**PROBLEM STATEMENT**
Print the records line for line, beginning with the very first line and continuing through the line that contains "[[[274,33],[273,16],[22,16],[21,33]]]", with that line included.

**PROVIDED RECORDS**

===============

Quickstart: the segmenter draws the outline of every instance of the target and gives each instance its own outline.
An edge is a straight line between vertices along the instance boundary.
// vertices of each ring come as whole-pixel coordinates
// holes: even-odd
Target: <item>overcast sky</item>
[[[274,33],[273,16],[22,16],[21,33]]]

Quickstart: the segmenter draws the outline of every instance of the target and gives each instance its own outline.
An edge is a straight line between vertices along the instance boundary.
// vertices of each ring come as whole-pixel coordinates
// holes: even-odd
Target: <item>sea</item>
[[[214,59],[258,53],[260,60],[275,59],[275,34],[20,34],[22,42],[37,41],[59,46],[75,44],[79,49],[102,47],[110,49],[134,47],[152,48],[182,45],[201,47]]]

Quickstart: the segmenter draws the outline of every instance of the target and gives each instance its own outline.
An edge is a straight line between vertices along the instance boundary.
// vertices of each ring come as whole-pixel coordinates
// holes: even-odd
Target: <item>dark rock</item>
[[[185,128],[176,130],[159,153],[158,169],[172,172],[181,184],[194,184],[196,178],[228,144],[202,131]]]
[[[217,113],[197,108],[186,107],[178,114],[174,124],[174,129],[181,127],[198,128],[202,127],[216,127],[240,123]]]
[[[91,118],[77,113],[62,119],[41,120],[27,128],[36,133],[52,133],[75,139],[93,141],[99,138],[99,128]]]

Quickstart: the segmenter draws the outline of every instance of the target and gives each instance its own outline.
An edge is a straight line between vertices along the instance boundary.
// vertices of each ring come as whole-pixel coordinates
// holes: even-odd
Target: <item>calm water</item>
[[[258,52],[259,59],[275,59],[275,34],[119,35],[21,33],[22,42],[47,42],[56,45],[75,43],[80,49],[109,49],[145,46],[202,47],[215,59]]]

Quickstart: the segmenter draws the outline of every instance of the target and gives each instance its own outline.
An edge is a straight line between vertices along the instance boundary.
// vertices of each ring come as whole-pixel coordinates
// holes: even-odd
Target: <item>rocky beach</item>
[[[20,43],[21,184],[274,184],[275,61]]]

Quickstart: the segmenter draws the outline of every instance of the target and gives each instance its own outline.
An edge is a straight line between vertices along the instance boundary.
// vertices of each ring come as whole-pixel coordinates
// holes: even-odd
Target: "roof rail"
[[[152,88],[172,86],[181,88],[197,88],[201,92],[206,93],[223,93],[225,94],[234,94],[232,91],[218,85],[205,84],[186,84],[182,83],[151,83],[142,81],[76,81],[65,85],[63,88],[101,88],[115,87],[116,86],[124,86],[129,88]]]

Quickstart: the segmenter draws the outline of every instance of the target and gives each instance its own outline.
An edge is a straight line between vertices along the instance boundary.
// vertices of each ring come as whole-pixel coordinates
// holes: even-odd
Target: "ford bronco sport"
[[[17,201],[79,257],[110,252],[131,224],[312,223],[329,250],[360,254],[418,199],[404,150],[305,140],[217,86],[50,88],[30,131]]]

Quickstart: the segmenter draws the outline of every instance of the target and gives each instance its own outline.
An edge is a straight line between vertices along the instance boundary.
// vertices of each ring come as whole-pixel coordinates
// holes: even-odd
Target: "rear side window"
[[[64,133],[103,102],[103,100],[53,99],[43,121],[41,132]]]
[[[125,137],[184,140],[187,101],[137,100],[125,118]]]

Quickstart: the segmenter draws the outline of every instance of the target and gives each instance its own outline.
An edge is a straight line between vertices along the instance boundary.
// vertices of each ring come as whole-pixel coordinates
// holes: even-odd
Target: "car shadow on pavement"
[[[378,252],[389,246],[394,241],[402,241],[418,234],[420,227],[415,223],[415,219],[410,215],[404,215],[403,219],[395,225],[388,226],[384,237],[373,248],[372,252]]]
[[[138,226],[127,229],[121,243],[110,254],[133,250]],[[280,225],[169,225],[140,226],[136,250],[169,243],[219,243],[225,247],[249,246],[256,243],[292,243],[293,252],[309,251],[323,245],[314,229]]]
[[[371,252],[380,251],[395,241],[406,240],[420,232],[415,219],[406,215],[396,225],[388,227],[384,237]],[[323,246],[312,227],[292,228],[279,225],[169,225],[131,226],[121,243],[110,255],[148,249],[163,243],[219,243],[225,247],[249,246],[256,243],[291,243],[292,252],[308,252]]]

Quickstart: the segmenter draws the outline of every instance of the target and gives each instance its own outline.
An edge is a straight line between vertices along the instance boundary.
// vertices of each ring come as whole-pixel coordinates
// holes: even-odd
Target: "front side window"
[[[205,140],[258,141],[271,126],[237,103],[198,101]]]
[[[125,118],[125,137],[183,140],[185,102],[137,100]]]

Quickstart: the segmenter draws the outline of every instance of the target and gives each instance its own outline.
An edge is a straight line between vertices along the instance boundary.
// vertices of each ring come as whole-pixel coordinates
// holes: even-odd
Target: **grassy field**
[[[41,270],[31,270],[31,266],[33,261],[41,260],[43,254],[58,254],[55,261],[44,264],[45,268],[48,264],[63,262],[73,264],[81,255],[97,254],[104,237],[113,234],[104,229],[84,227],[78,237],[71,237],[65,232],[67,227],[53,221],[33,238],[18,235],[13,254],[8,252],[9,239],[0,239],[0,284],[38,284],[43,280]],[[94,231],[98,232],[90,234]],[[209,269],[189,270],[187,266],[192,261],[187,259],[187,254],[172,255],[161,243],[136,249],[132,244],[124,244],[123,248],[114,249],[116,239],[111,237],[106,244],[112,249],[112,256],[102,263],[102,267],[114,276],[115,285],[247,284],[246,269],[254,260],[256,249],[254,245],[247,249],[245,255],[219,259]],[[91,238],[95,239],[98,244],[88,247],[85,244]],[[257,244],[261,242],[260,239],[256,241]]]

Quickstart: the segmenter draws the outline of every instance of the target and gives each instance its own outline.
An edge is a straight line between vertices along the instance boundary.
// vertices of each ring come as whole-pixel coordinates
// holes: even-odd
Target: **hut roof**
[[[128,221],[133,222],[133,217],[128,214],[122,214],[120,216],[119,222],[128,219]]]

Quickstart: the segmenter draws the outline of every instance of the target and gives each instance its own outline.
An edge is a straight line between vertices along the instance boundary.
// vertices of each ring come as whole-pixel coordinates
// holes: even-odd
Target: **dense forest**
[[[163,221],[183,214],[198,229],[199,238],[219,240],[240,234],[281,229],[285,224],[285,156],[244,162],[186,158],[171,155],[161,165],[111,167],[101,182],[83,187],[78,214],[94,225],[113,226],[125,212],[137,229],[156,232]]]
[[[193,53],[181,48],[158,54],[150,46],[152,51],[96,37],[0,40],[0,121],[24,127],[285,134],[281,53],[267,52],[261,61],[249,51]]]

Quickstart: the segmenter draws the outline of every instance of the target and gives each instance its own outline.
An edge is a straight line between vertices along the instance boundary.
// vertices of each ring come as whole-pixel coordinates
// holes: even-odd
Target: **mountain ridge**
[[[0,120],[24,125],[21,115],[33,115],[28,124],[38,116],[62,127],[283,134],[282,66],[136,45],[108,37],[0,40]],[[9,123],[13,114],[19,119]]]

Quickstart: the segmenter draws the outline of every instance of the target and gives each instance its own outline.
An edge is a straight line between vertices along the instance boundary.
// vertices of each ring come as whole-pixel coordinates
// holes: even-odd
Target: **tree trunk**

===============

**THE REPLY**
Quickstart: the segmenter draws the outline of every instance of the target and gives each instance its own outline.
An edge is a straight line between vertices along the instance boundary.
// vertices of each ring come as whole-pixel coordinates
// holes: even-odd
Target: <item>overcast sky</item>
[[[274,33],[273,16],[22,16],[21,33]]]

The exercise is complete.